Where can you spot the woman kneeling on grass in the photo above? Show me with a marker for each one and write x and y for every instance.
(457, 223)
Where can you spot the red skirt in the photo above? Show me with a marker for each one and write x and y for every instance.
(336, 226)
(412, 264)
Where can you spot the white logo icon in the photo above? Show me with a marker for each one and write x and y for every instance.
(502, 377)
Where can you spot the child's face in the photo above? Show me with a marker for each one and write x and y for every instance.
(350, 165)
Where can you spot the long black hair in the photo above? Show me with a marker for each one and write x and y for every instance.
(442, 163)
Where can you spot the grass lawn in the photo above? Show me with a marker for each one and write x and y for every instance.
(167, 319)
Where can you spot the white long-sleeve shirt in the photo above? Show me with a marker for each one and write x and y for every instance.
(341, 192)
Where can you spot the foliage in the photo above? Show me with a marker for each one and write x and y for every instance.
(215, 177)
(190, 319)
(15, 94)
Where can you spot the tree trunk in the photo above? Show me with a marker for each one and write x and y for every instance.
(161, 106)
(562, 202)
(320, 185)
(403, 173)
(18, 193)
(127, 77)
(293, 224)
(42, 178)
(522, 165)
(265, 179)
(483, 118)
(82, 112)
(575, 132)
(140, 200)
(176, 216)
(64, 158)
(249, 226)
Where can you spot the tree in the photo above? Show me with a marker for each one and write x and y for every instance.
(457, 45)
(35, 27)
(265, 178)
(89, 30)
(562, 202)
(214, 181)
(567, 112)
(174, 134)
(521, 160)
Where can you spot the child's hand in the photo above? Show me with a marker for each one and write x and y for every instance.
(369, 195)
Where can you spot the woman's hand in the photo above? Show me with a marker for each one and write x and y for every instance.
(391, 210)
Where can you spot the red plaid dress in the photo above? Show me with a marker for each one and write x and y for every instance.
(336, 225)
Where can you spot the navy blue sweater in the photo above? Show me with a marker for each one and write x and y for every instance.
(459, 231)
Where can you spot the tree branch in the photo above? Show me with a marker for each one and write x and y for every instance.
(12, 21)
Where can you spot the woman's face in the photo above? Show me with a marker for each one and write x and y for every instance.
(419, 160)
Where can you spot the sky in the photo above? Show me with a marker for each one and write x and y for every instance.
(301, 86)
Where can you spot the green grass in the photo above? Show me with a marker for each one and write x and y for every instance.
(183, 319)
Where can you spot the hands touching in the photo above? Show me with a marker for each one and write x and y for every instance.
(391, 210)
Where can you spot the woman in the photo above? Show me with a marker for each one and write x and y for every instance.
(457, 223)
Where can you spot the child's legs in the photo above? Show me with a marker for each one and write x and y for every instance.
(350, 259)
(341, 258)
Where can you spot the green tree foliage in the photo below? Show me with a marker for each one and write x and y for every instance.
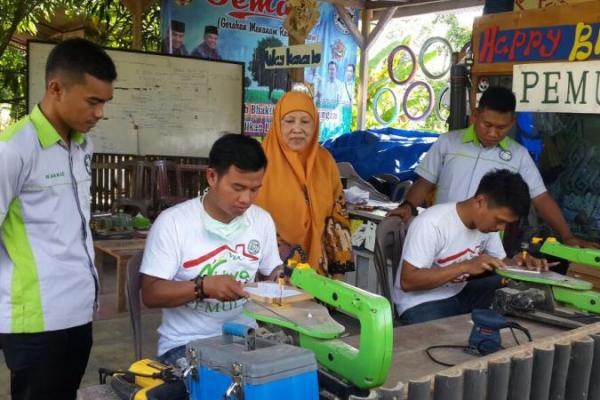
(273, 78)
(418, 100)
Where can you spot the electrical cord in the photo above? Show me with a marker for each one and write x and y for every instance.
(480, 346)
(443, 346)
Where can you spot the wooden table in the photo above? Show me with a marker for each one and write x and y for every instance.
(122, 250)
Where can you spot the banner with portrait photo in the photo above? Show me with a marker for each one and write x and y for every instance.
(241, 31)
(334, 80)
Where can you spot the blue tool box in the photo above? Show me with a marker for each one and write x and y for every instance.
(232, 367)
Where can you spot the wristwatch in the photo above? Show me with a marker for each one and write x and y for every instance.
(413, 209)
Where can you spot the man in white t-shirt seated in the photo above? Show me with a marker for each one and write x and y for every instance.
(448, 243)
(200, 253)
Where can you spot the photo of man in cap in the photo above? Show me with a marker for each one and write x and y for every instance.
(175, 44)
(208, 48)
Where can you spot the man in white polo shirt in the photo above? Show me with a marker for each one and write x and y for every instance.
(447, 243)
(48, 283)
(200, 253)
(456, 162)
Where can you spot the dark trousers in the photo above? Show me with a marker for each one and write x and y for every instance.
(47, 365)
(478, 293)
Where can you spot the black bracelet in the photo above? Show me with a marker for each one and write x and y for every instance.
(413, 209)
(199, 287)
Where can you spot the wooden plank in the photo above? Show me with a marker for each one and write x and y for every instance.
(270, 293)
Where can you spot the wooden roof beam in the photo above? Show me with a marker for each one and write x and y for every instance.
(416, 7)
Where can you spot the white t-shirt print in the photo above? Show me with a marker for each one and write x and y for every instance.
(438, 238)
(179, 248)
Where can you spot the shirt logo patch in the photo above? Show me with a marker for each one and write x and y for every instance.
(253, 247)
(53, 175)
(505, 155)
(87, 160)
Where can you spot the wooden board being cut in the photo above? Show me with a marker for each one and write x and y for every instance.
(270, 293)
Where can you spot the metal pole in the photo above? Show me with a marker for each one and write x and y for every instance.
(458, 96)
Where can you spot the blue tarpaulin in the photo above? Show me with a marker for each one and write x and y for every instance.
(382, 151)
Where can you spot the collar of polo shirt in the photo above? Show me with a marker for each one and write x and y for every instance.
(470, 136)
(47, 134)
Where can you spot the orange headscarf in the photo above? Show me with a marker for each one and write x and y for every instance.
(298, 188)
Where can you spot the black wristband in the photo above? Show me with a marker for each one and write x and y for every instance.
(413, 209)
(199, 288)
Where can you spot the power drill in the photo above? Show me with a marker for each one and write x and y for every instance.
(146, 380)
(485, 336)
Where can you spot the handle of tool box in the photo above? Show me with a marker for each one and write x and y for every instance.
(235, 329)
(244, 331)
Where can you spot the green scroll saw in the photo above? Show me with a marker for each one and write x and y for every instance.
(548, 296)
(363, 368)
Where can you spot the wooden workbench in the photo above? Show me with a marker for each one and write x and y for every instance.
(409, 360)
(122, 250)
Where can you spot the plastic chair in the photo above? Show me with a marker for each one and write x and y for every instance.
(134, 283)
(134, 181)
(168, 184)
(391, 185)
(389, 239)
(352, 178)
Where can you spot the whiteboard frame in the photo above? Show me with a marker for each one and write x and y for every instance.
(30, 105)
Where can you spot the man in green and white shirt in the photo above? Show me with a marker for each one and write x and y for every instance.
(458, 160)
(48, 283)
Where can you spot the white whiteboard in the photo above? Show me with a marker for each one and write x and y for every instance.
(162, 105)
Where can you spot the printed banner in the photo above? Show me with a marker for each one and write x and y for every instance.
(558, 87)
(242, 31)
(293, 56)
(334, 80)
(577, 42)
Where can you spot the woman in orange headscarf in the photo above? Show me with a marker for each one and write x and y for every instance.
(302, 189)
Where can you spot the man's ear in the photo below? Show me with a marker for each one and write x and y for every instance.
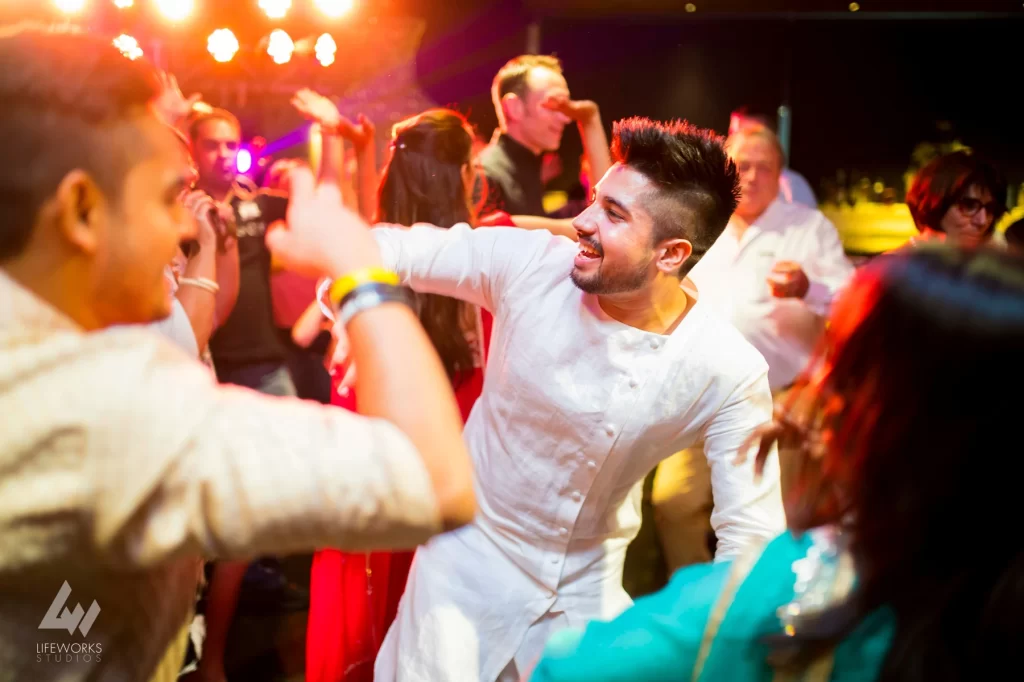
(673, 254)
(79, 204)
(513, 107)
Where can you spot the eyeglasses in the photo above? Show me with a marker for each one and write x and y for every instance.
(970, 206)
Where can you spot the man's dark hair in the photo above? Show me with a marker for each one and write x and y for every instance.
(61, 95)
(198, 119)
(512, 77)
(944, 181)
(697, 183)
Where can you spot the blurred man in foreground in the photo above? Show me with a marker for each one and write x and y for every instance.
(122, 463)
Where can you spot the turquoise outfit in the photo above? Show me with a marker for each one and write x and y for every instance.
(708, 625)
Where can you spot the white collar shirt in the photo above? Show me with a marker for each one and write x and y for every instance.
───
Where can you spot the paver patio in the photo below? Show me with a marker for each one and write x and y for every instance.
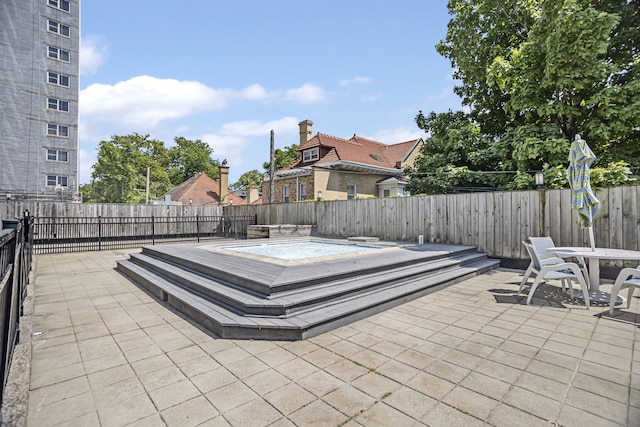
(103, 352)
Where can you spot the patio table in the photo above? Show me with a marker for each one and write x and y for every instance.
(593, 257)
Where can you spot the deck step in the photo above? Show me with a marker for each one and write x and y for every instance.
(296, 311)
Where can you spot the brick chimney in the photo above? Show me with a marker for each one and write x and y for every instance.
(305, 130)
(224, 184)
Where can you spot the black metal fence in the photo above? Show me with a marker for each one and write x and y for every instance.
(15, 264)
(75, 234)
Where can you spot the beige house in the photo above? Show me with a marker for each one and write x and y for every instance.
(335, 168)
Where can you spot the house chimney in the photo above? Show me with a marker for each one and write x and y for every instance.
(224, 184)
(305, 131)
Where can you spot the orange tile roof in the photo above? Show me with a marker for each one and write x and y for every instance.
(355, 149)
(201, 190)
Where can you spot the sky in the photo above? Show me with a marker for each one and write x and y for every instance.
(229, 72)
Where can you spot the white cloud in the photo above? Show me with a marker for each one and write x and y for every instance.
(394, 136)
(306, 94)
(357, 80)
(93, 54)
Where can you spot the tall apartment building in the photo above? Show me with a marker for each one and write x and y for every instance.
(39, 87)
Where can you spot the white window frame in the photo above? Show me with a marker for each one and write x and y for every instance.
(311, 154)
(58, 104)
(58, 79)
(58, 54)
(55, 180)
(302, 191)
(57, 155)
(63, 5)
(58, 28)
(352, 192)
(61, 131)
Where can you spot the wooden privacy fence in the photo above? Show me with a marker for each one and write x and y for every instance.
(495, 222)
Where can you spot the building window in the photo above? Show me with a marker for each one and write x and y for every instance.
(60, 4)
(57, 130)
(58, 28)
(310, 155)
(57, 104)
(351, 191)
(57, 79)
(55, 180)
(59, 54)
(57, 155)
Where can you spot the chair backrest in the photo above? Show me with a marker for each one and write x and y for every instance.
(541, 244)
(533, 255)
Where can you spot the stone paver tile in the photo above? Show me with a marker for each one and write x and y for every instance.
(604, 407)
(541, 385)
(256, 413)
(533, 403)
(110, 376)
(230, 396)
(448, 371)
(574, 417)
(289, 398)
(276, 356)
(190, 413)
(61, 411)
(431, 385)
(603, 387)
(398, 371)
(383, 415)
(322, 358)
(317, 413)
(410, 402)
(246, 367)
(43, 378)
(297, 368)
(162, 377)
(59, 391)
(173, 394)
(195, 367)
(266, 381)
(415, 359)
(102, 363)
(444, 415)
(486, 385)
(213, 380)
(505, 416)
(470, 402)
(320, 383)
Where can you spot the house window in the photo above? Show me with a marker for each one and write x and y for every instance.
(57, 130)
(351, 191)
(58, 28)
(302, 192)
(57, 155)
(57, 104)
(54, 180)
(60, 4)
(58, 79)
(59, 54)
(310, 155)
───
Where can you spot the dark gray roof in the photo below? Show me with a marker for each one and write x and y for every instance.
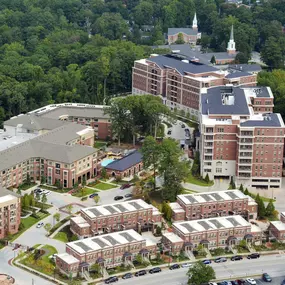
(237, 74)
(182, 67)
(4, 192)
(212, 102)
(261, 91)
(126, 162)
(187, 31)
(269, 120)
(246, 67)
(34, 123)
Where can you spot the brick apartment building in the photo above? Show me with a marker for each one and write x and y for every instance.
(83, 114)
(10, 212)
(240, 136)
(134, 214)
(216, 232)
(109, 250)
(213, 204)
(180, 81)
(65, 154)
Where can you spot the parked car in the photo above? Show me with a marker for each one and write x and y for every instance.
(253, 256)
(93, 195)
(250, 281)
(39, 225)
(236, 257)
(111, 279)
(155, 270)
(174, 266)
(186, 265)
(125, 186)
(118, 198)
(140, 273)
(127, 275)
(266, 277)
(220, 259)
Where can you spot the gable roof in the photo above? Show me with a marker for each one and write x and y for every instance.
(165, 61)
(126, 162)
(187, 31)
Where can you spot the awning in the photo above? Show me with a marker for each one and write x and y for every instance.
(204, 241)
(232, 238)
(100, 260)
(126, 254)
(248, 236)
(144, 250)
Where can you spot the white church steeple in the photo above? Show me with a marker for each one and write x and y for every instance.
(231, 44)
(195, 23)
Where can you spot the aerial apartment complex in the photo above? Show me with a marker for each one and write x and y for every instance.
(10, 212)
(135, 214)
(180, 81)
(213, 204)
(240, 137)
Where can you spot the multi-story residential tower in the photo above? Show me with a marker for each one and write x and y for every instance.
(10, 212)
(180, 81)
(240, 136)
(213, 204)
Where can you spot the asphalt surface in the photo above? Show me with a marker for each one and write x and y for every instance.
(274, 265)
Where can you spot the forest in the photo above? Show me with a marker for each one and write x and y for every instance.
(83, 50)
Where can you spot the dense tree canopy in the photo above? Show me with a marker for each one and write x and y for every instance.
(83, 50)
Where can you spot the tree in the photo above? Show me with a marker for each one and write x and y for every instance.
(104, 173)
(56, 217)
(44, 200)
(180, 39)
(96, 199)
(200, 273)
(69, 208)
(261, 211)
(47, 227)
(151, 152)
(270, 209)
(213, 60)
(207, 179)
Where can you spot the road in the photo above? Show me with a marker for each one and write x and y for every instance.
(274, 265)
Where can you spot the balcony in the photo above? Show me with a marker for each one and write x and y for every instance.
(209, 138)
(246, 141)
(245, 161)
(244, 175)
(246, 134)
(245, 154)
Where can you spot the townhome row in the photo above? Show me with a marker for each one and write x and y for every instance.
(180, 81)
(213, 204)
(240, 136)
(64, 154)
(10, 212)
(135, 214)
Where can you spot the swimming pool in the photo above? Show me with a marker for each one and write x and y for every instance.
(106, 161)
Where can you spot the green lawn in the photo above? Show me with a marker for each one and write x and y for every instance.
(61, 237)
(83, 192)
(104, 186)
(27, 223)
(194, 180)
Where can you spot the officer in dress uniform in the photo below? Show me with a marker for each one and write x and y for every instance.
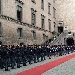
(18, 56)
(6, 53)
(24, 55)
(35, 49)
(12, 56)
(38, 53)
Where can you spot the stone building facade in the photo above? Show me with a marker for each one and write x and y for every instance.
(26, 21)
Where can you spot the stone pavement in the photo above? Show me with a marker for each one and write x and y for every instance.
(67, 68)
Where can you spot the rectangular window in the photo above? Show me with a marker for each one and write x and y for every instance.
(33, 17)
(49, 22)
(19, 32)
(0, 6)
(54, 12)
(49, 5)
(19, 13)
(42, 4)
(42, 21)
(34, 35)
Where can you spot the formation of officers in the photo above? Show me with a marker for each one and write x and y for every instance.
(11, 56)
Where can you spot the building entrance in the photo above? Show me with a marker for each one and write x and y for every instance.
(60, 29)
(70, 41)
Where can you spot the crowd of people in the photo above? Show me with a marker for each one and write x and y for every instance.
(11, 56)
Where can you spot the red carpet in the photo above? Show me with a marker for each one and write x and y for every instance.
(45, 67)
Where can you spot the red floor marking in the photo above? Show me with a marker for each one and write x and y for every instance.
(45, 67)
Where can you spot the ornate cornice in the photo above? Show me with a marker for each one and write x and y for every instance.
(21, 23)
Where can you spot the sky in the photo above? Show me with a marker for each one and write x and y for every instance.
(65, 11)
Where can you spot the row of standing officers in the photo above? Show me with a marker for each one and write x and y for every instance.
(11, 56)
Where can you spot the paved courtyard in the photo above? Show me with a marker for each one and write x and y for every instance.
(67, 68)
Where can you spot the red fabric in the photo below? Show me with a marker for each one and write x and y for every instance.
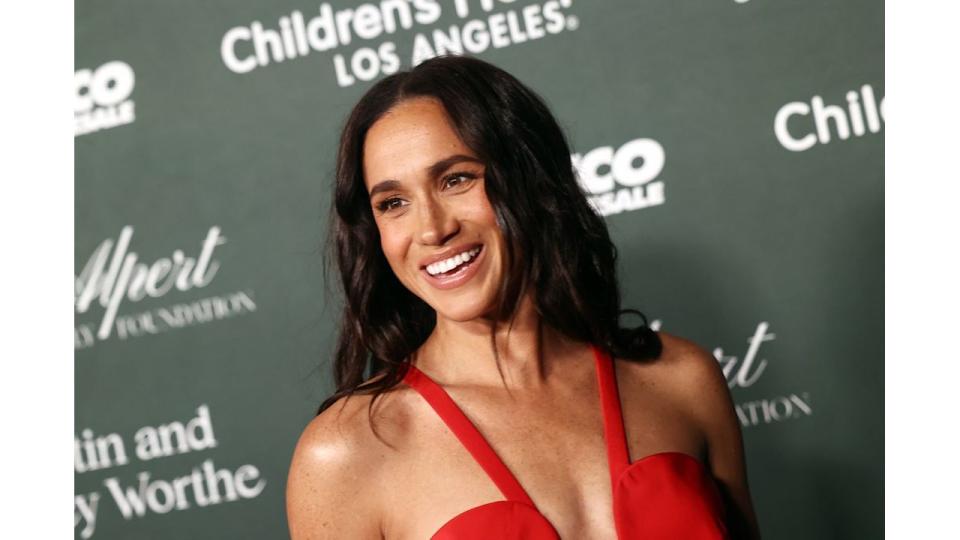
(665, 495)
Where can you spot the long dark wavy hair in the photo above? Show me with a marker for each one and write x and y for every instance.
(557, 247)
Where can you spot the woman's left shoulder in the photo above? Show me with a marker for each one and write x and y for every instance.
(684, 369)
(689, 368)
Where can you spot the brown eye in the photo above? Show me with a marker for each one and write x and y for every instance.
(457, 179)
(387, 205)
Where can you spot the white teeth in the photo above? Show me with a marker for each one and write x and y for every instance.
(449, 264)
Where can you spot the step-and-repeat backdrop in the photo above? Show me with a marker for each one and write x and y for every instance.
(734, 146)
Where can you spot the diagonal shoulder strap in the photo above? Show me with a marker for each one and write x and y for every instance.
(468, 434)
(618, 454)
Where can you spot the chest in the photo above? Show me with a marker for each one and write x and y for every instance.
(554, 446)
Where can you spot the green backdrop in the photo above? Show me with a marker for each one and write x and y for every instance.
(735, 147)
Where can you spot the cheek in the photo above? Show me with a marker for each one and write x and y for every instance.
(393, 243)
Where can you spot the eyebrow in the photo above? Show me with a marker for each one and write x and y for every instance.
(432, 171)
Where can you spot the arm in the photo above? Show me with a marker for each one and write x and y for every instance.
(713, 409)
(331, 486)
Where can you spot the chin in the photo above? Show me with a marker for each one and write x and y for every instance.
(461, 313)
───
TASK TO CARRY OUT: Show each line of the material above that contains the string "paver", copied in full. Case counts when matching.

RESPONSE TO THE TASK:
Where can you spot the paver patio in the photo below? Show me with a marker for each one and write x and y for every instance.
Where can you spot the stone paver tile in the photo above? Show me with a marker for each one and write x and y for every instance.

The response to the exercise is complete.